[[ Text for analysis open ]]

This work will be performed collaboratively with our international partners at Columbia University in New York. Together, we started to use cutting-edge technology and analysis tools that allow us to characterise and exploit neural signatures associated with human decision making (this work was recently featured in a BBC Horizon documentary).

Economic, social and public policy impact: Being able to tap into the neural processes of human decision making can provide the platform for developing technologies that help inform a variety of socioeconomic problems. The key translational aspect of our work (to be delivered at project completion) is the design of a prototype system for brain-informed image triaging. Image and video repositories are growing at an exponential rate and as a result the efficient searching of these databases, given their size, diversity and sparsity of items of interest, has become a major problem. Crucially, this problem arises in domains as diverse as intelligence image analysis (e.g. identifying targets of interest and exposing security threats) and marketing (e.g. informing advertisement strategies and product design).

To date, search technologies in intelligence image analysis rely heavily on computer vision programs to explore the relevant databases despite being less effective than human image analysts (IAs) who are limited in number relative to the enormous amount of imagery available. Similarly, multimedia search for identifying effective advertisement material rely mainly on cumbersome market research tools (e.g. surveys/questionnaires). Our work will have direct impact on these and related tasks by utilising neural correlates of decision making to optimise image search and improve IAs performance relative to manual search.

[[ Text for analysis closed ]]
[[ Exercise data open ]]

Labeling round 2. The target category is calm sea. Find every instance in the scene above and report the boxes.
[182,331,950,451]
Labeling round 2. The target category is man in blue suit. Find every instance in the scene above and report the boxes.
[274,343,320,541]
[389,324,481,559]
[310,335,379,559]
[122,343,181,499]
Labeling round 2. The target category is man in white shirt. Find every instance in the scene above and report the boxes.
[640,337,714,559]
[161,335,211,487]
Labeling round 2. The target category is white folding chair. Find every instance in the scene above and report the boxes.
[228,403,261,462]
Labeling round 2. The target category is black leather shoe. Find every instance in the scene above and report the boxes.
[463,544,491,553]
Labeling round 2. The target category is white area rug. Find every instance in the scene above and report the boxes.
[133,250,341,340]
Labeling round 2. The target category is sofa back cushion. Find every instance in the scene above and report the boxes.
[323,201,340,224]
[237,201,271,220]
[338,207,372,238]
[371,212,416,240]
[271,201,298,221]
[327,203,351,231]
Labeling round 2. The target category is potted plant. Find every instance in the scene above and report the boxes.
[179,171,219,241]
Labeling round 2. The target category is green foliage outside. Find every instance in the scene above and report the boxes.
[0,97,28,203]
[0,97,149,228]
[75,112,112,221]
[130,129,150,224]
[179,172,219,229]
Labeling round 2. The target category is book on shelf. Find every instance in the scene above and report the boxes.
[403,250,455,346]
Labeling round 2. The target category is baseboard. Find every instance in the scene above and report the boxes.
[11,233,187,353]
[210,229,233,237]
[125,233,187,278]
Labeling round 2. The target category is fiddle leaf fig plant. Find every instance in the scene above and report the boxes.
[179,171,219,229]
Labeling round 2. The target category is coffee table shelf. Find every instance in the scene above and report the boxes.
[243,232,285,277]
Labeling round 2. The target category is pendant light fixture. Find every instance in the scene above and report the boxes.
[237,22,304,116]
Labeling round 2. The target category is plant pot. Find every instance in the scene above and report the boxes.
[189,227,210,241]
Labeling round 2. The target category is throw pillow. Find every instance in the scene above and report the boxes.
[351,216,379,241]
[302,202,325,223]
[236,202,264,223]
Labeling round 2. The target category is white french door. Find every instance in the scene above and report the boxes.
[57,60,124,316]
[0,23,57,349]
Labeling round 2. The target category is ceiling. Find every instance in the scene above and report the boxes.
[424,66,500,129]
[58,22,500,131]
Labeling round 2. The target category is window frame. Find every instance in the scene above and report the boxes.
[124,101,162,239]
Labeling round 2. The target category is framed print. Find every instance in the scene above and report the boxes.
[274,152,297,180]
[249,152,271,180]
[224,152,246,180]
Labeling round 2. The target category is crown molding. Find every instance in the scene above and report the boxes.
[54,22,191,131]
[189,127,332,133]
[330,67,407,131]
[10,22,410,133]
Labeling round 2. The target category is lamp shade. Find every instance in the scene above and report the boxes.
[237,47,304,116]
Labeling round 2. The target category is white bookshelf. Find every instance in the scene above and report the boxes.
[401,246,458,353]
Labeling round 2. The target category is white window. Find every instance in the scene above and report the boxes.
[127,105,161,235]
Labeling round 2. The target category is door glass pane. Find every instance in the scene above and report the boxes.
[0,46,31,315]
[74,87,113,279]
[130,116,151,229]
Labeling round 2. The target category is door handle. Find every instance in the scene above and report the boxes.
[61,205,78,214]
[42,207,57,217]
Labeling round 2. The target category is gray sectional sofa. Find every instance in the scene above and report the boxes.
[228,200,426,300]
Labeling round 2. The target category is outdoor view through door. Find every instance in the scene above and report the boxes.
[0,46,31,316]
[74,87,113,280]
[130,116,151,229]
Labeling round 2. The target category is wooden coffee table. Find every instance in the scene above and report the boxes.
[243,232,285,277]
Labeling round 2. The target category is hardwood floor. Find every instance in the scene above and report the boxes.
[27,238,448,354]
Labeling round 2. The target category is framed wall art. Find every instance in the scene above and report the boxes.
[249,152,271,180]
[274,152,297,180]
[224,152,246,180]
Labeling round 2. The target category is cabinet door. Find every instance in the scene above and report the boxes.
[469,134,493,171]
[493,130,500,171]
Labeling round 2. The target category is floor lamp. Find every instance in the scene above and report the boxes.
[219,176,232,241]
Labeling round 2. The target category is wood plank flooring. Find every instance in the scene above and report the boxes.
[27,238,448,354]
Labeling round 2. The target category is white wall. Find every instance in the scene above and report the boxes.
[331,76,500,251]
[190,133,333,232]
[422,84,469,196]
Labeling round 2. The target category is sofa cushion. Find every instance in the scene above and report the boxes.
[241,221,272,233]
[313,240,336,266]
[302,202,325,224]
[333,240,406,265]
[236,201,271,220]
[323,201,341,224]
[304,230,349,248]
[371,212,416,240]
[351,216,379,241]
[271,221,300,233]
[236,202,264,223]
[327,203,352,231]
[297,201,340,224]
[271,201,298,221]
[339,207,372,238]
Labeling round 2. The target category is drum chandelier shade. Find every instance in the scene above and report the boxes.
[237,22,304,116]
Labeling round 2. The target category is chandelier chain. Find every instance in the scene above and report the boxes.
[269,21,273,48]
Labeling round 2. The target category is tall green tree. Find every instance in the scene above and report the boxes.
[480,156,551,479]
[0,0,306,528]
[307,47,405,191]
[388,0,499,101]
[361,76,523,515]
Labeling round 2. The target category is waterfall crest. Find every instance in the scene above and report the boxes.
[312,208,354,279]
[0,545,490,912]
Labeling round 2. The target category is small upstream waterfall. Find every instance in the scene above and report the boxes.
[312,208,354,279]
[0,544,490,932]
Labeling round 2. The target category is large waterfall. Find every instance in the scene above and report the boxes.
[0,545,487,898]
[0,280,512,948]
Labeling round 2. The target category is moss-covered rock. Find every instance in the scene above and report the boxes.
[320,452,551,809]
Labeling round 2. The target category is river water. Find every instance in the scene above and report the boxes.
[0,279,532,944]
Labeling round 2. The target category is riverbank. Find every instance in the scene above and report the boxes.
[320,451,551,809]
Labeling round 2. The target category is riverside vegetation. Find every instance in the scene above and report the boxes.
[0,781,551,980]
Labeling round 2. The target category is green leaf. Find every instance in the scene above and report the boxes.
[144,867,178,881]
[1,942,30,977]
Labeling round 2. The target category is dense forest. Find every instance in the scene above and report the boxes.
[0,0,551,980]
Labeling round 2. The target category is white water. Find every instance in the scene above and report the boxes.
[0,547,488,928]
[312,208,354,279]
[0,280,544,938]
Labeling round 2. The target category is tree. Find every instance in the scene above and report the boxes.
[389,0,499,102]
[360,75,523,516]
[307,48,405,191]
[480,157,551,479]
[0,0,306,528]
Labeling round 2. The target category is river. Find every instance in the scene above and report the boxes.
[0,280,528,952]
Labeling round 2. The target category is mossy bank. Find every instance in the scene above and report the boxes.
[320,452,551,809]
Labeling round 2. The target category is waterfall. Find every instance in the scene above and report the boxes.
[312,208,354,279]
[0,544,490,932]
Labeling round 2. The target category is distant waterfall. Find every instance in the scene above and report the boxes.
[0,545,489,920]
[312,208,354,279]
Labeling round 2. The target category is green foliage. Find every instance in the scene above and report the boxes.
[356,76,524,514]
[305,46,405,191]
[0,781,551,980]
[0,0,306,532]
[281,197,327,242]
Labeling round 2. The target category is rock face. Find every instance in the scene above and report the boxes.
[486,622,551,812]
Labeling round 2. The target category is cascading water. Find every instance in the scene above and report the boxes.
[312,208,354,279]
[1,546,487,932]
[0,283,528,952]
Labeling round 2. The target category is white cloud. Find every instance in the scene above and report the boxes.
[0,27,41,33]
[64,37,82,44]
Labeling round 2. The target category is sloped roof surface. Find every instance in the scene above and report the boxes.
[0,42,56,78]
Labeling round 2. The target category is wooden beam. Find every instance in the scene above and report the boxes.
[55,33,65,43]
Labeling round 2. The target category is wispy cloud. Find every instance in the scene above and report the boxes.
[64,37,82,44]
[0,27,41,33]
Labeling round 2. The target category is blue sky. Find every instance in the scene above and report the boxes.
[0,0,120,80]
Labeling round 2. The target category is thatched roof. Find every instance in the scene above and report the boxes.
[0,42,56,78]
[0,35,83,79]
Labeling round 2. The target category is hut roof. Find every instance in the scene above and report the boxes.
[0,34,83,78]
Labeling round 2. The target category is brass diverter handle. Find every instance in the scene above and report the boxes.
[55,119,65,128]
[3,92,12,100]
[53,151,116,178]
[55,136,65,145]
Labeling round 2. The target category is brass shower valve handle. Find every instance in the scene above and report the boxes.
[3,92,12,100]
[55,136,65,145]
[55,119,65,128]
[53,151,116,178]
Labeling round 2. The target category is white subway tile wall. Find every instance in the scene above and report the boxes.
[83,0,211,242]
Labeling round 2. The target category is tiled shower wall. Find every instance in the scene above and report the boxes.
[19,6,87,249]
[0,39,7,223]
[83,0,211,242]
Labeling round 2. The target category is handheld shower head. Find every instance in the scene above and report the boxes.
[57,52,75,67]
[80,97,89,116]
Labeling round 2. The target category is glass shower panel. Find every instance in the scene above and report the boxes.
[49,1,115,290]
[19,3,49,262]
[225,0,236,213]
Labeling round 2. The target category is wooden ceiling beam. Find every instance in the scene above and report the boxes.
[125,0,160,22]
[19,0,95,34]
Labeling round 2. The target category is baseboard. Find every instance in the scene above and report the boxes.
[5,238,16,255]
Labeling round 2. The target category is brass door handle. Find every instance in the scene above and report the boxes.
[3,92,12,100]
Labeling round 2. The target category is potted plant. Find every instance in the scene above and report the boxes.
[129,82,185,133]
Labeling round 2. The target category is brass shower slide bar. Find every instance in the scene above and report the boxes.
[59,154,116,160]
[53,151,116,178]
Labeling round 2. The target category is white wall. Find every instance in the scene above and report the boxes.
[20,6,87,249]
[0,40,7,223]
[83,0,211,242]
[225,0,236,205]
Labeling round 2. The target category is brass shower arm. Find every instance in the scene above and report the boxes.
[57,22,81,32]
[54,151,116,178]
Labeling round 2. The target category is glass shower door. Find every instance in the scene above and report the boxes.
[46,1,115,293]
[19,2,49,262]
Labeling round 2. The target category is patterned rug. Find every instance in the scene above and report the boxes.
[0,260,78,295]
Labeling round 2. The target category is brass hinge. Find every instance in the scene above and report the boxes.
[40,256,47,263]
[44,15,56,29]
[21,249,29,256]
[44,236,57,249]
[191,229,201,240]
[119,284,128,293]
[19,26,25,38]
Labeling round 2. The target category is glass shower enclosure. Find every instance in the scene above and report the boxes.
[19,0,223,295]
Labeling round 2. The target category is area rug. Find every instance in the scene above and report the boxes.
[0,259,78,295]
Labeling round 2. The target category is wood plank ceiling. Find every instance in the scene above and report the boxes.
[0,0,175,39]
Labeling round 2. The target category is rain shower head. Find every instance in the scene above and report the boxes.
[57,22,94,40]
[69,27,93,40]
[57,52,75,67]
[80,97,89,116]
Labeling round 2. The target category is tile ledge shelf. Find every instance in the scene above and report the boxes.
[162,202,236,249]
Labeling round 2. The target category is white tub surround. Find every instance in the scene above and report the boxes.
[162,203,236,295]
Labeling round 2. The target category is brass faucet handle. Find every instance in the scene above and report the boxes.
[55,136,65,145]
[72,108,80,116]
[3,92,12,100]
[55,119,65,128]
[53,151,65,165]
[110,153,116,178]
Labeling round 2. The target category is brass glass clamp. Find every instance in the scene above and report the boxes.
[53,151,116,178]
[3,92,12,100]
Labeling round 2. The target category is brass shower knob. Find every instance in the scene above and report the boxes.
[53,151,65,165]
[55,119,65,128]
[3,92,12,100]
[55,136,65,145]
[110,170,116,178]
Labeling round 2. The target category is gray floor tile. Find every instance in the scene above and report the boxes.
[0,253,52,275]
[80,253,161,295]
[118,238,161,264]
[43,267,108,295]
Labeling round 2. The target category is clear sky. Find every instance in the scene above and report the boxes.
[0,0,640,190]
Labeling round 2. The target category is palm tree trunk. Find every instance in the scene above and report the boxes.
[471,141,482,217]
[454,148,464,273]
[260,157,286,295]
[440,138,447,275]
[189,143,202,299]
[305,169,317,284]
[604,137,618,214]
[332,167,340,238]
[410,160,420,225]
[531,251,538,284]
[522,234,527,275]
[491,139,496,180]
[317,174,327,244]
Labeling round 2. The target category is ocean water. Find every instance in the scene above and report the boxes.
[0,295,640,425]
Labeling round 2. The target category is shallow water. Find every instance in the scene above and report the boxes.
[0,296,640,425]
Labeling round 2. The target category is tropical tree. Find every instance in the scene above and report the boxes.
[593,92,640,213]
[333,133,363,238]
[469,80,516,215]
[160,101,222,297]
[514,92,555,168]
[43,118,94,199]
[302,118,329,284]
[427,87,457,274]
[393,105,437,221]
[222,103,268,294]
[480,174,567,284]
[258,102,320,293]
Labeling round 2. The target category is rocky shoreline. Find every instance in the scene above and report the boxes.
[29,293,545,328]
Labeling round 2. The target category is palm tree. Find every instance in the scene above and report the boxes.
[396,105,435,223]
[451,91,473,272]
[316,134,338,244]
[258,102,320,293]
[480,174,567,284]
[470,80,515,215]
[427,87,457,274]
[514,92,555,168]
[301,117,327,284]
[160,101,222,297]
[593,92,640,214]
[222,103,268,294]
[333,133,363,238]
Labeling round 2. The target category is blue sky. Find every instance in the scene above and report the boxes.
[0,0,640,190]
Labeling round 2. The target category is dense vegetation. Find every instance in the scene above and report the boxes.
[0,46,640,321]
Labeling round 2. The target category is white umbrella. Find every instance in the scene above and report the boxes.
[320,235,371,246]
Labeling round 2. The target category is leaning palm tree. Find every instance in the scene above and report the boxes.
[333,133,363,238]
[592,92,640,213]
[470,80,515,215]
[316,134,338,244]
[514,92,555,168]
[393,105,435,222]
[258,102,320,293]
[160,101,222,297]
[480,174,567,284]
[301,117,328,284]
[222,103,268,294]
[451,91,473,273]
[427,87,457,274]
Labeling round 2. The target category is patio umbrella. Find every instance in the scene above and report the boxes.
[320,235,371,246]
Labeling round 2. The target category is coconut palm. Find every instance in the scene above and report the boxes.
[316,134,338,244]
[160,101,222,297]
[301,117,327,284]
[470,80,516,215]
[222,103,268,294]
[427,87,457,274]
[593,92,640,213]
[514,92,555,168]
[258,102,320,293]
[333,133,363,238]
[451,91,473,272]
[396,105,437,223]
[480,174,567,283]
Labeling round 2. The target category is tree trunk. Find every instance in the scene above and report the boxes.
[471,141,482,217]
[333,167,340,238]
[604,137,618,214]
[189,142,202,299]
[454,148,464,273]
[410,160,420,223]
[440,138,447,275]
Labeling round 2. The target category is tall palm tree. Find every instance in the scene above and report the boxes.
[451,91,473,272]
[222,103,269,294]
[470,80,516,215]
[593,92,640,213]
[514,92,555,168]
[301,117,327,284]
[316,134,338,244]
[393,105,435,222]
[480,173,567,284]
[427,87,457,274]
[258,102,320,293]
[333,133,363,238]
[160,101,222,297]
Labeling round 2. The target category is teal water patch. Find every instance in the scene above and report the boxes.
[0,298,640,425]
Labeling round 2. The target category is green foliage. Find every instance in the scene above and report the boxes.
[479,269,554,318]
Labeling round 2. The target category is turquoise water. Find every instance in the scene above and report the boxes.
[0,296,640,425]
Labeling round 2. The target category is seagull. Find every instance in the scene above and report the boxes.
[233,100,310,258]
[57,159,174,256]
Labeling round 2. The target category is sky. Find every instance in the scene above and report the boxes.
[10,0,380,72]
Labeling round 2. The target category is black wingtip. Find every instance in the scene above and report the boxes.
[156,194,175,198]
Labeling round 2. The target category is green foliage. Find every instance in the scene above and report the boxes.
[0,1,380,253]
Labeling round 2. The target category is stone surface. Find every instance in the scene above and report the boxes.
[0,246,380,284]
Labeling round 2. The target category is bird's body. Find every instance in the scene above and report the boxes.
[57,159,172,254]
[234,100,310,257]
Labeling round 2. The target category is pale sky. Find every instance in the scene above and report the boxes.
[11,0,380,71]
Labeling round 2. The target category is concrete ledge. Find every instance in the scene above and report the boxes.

[[ Exercise data closed ]]

• [Check your understanding]
A) From the passage on brain-informed image search, return the span from "This work will" to "BBC Horizon documentary).".
B) Answer these questions using the passage on brain-informed image search.
(i) At which university are the international partners based?
(ii) What prototype system is to be designed at project completion?
(iii) On what does multimedia search for effective advertisement material mainly rely?
C) Write what comes next in the passage on brain-informed image search, starting after its final sentence.

• [Results for the exercise]
A)
This work will be performed collaboratively with our international partners at Columbia University in New York. Together, we started to use cutting-edge technology and analysis tools that allow us to characterise and exploit neural signatures associated with human decision making (this work was recently featured in a BBC Horizon documentary).

B)
(i) Columbia University in New York.
(ii) A prototype system for brain-informed image triaging.
(iii) Cumbersome market research tools, such as surveys and questionnaires.

C)
Our system will dramatically increase throughput by presenting an IA with a large amount of images in rapid succession and re-prioritising the order in which the images are later scrutinised (using real-time, non-invasive brain signals), by placing those that are more likely to contain task-relevant information in the front of an image stack. The system can have a wide range of applications in remote sensing, multimedia search, neuromarketing, advanced gaming interfaces etc. We aim to further develop this technology through well-established links with industrial partners (see Pathways to Impact). We believe the system can have direct benefits for a number of organisations in government/MoD (e.g. remote sensing and intelligence image analysis) and the private sector (e.g. marketing and multimedia search).

As optimal decision making is at the heart of strategic planning, providing a mechanistic account of human decision making can also have wider, long-term, socioeconomic impact on problems ranging from policy making and risk management to informing individual decisions on health behaviours and savings strategies. Furthermore, identifying reliable markers of decision confidence in particular can help inform problems that rely on inconclusive or partially ambiguous evidence (e.g. medical diagnosis and treatment) by providing a probabilistic assessment of expected outcome such that alternative actions are better evaluated.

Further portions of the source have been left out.